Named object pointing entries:

★ ★ ★

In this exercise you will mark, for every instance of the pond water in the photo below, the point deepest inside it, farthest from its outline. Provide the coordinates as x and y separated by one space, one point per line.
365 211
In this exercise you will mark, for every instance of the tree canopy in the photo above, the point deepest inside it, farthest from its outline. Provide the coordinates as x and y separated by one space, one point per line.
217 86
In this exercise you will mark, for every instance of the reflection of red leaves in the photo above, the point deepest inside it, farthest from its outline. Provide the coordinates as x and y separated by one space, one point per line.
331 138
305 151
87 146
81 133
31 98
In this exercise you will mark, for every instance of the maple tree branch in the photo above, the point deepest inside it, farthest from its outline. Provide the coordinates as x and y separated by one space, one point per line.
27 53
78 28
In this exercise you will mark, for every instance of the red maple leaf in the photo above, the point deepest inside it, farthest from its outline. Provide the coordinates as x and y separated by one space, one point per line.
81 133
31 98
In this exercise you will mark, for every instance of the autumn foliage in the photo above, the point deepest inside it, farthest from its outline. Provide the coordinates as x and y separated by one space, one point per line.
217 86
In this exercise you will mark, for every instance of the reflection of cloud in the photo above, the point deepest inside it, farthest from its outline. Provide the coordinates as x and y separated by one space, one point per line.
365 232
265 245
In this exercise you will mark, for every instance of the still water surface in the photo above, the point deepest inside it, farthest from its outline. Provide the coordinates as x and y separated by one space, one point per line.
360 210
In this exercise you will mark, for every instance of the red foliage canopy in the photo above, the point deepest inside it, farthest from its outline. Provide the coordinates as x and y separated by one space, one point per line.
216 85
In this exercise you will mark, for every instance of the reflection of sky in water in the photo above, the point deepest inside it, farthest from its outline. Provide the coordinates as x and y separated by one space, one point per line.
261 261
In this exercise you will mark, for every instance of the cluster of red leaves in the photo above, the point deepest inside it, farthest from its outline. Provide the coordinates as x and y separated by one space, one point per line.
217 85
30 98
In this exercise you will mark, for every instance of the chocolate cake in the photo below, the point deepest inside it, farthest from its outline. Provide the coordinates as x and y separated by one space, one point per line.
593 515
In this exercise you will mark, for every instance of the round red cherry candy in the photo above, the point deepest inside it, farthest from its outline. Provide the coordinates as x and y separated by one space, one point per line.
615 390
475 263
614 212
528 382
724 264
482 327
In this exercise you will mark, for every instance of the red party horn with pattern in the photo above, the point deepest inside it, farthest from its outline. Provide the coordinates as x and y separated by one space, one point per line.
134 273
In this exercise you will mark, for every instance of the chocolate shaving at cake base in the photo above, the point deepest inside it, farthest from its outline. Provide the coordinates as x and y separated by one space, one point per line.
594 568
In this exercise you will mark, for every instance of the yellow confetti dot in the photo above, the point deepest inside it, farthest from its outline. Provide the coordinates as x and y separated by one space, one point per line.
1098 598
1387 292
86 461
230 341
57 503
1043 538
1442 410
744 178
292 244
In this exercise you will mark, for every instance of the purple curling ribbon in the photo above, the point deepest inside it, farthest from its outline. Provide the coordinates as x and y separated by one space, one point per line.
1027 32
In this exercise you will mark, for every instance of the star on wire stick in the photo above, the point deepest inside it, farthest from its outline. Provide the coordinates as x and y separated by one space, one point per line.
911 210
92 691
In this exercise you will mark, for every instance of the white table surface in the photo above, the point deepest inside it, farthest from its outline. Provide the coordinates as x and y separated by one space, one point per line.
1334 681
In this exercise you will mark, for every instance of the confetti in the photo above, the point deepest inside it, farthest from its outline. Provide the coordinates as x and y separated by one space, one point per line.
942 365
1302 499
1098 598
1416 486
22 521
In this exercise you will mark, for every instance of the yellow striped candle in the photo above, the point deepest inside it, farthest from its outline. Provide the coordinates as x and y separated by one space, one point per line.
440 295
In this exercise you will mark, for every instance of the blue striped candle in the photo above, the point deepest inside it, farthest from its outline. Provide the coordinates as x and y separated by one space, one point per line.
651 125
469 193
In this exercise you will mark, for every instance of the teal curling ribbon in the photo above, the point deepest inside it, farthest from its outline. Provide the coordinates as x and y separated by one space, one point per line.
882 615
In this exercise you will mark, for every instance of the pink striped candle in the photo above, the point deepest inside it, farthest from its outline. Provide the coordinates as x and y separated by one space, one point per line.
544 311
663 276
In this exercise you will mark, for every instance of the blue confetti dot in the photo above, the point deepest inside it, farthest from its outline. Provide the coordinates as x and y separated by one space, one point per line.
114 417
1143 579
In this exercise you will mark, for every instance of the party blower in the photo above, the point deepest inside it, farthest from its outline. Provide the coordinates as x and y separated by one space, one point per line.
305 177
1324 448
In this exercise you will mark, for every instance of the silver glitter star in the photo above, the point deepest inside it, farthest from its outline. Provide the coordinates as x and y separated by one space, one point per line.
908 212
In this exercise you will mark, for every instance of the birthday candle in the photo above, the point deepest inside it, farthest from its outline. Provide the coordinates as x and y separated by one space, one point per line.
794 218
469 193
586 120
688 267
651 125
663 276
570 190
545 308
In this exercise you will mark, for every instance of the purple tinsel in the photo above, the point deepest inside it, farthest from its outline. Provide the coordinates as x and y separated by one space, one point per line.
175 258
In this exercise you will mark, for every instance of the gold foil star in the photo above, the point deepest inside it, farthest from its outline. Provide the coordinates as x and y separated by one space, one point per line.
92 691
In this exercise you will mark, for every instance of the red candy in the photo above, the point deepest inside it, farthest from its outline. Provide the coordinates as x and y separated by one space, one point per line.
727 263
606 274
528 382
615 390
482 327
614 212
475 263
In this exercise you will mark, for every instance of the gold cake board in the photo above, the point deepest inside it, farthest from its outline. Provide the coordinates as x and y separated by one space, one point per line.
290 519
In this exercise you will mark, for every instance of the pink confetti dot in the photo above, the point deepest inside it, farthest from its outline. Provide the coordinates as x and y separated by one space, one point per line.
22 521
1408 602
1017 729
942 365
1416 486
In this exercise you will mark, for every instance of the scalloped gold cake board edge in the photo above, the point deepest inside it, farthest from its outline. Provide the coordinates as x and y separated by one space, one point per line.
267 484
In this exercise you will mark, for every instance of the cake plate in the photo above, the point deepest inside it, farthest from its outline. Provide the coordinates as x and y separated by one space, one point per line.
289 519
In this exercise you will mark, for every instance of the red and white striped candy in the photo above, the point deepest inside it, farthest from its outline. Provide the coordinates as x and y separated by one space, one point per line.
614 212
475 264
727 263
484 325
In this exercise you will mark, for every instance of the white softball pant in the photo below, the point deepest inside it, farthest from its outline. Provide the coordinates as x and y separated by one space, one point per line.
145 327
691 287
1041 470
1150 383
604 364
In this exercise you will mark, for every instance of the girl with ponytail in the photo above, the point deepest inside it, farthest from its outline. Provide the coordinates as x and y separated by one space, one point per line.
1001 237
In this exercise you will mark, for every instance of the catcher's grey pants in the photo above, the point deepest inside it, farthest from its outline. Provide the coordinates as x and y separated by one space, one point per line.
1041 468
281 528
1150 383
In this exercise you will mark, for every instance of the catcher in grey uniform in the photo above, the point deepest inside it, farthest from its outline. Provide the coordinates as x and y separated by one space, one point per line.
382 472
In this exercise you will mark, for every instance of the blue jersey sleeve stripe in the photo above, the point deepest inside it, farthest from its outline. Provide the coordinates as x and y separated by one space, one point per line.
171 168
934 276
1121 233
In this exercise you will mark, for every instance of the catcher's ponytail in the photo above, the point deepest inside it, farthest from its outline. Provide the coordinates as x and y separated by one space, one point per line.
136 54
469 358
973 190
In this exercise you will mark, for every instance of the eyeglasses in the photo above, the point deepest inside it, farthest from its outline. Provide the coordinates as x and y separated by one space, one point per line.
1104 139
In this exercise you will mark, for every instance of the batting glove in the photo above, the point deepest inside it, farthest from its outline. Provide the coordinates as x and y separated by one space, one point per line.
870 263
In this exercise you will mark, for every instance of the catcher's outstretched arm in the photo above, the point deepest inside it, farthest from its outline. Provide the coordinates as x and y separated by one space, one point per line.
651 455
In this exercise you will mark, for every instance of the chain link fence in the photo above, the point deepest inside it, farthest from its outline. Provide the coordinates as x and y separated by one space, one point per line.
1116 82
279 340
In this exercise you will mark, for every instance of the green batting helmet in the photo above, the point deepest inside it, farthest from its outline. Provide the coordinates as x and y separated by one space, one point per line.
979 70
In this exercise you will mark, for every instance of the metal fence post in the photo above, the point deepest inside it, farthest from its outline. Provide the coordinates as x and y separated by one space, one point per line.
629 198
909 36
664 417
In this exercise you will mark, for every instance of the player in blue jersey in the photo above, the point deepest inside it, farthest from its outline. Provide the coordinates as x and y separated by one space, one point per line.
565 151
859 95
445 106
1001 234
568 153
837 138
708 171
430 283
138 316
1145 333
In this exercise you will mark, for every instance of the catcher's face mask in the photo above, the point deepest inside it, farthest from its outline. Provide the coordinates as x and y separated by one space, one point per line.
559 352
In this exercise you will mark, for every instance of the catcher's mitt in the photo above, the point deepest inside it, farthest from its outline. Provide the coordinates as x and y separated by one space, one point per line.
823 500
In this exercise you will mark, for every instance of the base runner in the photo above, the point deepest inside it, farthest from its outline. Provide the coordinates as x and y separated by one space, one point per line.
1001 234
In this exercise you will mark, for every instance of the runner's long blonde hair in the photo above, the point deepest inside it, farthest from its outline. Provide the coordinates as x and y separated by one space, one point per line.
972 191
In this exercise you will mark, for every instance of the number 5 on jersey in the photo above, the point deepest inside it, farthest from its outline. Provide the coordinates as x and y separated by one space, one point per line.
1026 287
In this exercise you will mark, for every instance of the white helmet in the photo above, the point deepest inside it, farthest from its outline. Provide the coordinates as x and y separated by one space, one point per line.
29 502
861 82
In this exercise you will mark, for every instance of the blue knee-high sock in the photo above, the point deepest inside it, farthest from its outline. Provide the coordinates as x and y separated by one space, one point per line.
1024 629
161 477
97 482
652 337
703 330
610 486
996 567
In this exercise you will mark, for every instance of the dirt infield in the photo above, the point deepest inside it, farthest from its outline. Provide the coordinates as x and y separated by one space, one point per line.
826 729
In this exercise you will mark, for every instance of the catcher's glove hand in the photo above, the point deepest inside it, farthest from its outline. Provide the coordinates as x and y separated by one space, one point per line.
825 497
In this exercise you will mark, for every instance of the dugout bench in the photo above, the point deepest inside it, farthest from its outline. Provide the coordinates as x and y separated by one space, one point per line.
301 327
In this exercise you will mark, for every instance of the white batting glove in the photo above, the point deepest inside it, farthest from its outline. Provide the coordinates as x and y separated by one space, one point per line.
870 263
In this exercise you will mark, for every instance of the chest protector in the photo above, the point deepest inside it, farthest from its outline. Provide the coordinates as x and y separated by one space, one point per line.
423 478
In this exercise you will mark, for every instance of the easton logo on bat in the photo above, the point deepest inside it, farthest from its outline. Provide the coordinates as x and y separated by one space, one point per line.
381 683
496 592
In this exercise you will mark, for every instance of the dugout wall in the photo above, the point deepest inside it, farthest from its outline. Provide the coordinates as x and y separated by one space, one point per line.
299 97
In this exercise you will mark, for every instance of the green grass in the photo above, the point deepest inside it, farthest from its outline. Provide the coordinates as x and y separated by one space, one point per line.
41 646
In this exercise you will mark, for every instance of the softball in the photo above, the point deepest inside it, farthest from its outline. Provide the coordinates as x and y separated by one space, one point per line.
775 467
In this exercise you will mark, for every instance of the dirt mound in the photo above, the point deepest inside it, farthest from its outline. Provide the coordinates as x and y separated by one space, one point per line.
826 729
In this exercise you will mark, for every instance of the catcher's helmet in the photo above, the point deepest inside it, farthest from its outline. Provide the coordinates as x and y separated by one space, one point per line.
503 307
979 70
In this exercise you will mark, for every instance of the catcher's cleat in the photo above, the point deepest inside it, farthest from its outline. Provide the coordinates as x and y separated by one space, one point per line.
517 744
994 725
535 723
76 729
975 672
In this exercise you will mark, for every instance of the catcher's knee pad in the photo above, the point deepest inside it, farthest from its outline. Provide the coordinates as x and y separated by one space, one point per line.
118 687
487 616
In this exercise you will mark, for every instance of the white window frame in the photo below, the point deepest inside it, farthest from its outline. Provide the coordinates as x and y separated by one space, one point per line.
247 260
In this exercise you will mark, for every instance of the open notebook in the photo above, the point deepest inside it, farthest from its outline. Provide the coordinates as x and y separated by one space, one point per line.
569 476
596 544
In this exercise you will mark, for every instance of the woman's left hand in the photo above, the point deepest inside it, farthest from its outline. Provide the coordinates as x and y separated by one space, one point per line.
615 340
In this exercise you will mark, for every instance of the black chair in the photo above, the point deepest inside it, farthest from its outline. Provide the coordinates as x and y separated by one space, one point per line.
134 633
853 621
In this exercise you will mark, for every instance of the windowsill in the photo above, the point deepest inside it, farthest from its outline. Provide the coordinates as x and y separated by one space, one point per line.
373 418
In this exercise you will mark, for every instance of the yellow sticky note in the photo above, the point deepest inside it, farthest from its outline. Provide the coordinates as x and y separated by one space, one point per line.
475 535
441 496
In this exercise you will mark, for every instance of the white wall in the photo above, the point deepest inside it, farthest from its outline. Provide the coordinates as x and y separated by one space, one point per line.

★ ★ ★

=== Description of the task ===
Repeat exactly the lines from the one containing "of the open" through the last line of the records above, both included, and nothing else.

=== Worked solution ===
In this exercise you will mark, for every instance of the open notebook in the photo above, the point deepest inside it, farthest from its outline. Provide the coordinates as x and y separated by one space, one point per line.
569 476
596 544
In this exercise you will mark, for every instance of the woman's left hand in the photo above, the point deepest inside it, farthest from its outline. Provide the coordinates as x and y separated by one space, one point per line.
615 340
In this exercise you will mark, for every instance of the black chair in the photo above, the point deepest inside it, farthest from its outline. Provide the coordinates as x and y separated by one space, one point per line.
134 633
853 621
In this exercise you will mark, for every instance of the windowsill in the photo above, the point deepest inside it, farthest from its outline. Provide the coordinates as x and y separated by one space, one point per line.
373 418
In this exercise you will mark, for every instance of the yellow sticky note in the photo above, the point deepest inside it, farthest from its outline. Provide the coordinates as x and y separated by one space, one point per line.
475 535
441 496
In this exercise you will mark, for every instance of the white wall in the photo above, the point deepest inside it, farthest from its outline. Provide the coordinates as x and y separated by one space, one point per line.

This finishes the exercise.